* Given task: Pick out and copy each line in the rows below that contains the word "wall". Case counts.

* Available data:
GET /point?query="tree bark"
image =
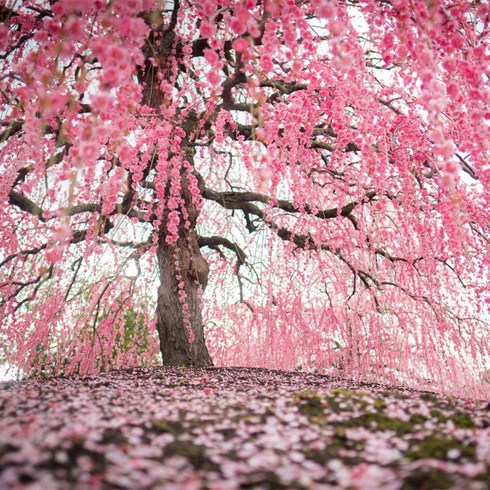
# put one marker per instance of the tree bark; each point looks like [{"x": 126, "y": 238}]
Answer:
[{"x": 179, "y": 323}]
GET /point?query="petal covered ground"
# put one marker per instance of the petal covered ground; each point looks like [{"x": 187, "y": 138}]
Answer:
[{"x": 226, "y": 428}]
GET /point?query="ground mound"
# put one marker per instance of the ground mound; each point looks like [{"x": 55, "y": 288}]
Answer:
[{"x": 226, "y": 428}]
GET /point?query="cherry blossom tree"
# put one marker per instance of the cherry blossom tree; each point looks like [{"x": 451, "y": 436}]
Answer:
[{"x": 306, "y": 182}]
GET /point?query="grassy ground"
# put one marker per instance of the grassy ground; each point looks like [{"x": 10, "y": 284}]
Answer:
[{"x": 218, "y": 428}]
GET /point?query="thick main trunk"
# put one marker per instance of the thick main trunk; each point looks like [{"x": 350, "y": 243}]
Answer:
[{"x": 181, "y": 342}]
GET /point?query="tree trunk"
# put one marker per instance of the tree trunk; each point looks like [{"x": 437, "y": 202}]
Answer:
[{"x": 179, "y": 323}]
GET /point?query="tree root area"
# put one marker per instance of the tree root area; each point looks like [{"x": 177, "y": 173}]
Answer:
[{"x": 226, "y": 428}]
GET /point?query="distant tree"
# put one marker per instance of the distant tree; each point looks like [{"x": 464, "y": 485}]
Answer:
[{"x": 321, "y": 166}]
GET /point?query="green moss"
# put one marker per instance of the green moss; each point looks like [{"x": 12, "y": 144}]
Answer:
[
  {"x": 428, "y": 478},
  {"x": 166, "y": 426},
  {"x": 438, "y": 416},
  {"x": 463, "y": 420},
  {"x": 311, "y": 405},
  {"x": 381, "y": 422},
  {"x": 195, "y": 454},
  {"x": 438, "y": 447}
]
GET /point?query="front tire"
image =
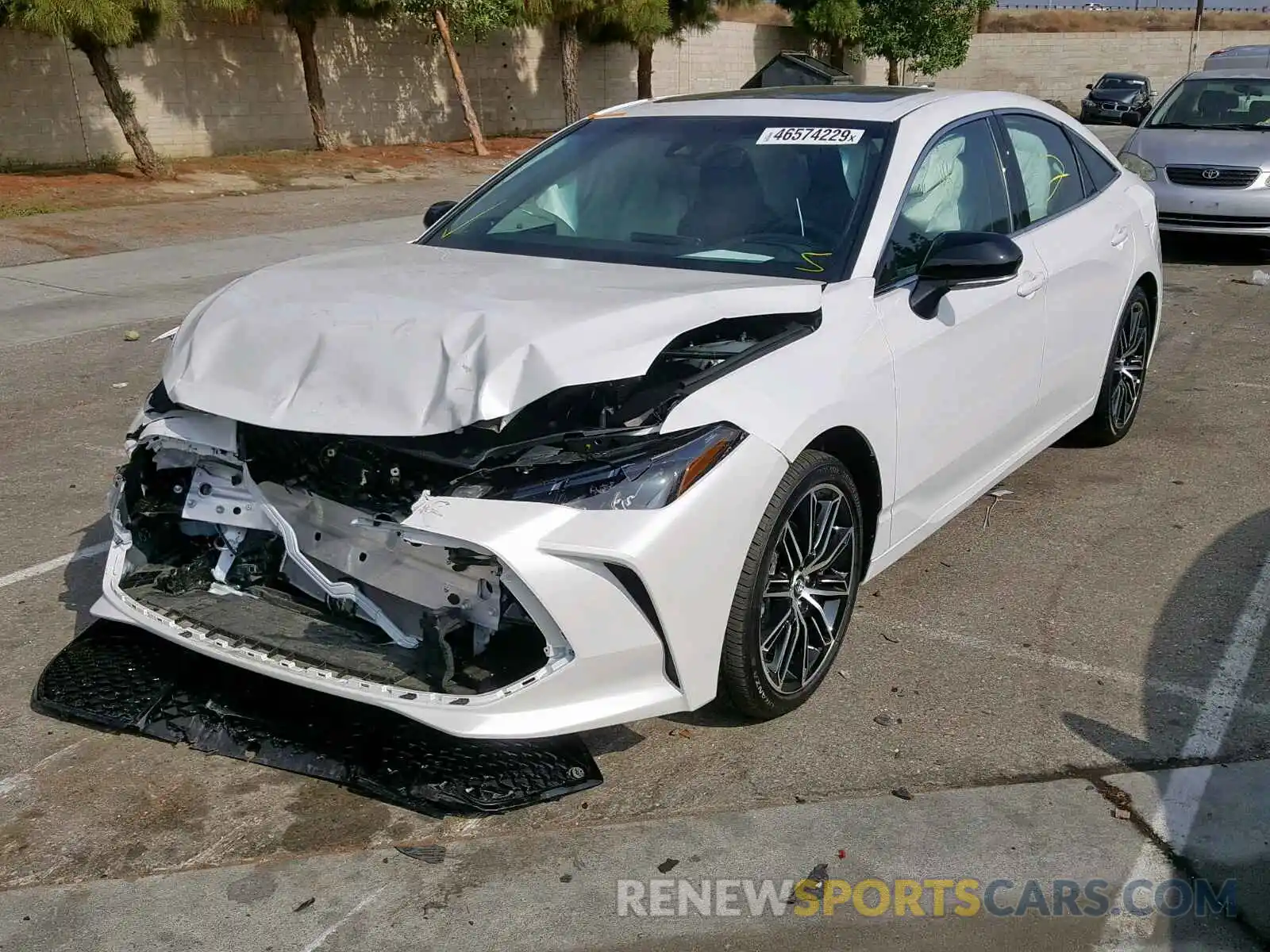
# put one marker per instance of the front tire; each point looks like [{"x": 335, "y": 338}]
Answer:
[
  {"x": 1124, "y": 378},
  {"x": 797, "y": 589}
]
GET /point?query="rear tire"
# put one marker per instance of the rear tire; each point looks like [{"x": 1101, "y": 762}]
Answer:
[
  {"x": 1124, "y": 378},
  {"x": 797, "y": 589}
]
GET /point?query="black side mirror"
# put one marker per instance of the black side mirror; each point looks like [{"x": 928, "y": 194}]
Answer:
[
  {"x": 436, "y": 213},
  {"x": 962, "y": 258}
]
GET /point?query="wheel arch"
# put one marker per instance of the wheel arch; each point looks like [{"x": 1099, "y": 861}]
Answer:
[
  {"x": 850, "y": 447},
  {"x": 1149, "y": 285}
]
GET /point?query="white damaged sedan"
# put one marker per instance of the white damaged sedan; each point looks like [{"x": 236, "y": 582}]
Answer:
[{"x": 629, "y": 425}]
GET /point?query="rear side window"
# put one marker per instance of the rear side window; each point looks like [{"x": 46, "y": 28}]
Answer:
[
  {"x": 1102, "y": 171},
  {"x": 1047, "y": 162}
]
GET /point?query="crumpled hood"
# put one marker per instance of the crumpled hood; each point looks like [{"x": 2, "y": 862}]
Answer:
[
  {"x": 1204, "y": 148},
  {"x": 416, "y": 340}
]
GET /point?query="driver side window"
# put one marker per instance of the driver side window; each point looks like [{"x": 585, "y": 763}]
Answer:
[{"x": 959, "y": 186}]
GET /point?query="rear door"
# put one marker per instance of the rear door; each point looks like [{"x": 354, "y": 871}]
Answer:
[{"x": 1085, "y": 236}]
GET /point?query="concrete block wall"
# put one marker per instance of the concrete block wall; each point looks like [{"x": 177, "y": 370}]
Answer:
[
  {"x": 1058, "y": 65},
  {"x": 211, "y": 86}
]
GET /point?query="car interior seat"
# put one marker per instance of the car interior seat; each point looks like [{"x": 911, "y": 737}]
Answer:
[
  {"x": 729, "y": 201},
  {"x": 1217, "y": 105}
]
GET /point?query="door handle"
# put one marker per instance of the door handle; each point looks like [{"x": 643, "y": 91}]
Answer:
[{"x": 1030, "y": 283}]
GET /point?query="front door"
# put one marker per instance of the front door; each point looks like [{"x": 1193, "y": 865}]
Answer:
[{"x": 967, "y": 380}]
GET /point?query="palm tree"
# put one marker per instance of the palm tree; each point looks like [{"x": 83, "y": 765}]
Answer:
[
  {"x": 567, "y": 16},
  {"x": 95, "y": 29},
  {"x": 471, "y": 21},
  {"x": 304, "y": 17}
]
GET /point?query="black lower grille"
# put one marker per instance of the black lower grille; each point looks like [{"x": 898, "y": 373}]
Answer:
[
  {"x": 1214, "y": 221},
  {"x": 1212, "y": 175},
  {"x": 127, "y": 679}
]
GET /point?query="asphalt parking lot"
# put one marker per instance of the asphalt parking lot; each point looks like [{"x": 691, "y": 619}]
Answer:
[{"x": 1073, "y": 632}]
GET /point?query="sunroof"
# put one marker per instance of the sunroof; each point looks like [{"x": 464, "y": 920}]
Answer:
[{"x": 832, "y": 93}]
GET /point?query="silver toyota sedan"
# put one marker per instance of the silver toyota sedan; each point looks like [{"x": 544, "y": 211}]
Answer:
[{"x": 1206, "y": 152}]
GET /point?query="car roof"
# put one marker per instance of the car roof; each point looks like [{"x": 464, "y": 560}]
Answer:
[{"x": 827, "y": 102}]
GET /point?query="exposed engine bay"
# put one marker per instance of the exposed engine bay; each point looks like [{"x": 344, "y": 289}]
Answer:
[{"x": 292, "y": 545}]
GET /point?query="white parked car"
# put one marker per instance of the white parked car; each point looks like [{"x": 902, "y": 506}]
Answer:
[{"x": 632, "y": 423}]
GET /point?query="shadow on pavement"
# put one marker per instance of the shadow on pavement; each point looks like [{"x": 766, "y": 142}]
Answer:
[
  {"x": 83, "y": 575},
  {"x": 1208, "y": 653},
  {"x": 1216, "y": 249}
]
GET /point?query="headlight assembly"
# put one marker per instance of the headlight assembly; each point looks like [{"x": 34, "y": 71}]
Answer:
[
  {"x": 1138, "y": 165},
  {"x": 645, "y": 474}
]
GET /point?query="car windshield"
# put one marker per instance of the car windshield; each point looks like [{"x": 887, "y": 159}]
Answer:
[
  {"x": 765, "y": 196},
  {"x": 1216, "y": 105},
  {"x": 1121, "y": 83}
]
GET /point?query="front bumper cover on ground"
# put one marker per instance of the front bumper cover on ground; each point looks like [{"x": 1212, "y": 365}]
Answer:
[{"x": 126, "y": 679}]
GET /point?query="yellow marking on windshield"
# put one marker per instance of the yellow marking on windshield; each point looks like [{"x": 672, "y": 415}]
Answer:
[
  {"x": 816, "y": 266},
  {"x": 1057, "y": 182}
]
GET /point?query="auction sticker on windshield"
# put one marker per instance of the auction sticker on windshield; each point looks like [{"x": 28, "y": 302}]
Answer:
[{"x": 810, "y": 136}]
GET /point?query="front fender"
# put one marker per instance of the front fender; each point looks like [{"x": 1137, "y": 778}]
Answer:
[{"x": 838, "y": 376}]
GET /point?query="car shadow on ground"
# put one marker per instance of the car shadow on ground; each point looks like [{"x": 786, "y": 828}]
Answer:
[
  {"x": 83, "y": 575},
  {"x": 1217, "y": 251},
  {"x": 1212, "y": 630}
]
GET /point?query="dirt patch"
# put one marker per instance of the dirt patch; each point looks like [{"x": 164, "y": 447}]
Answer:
[{"x": 33, "y": 192}]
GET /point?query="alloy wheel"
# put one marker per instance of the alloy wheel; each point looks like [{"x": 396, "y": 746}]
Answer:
[
  {"x": 808, "y": 588},
  {"x": 1130, "y": 366}
]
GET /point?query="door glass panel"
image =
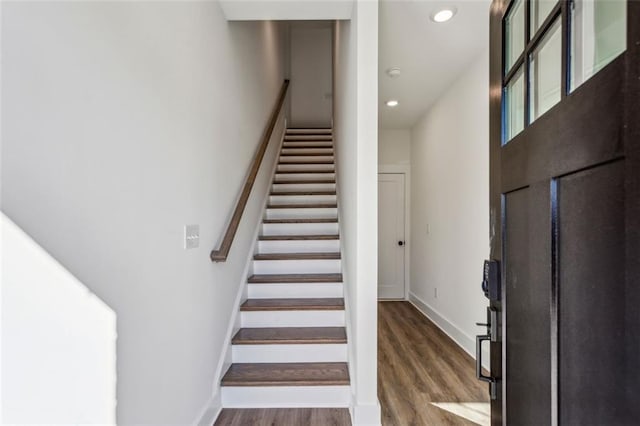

* Result of the exercise:
GET /point?query="concrete block wall"
# put one marker per instance of the concrete block wall; each point looks like [{"x": 177, "y": 370}]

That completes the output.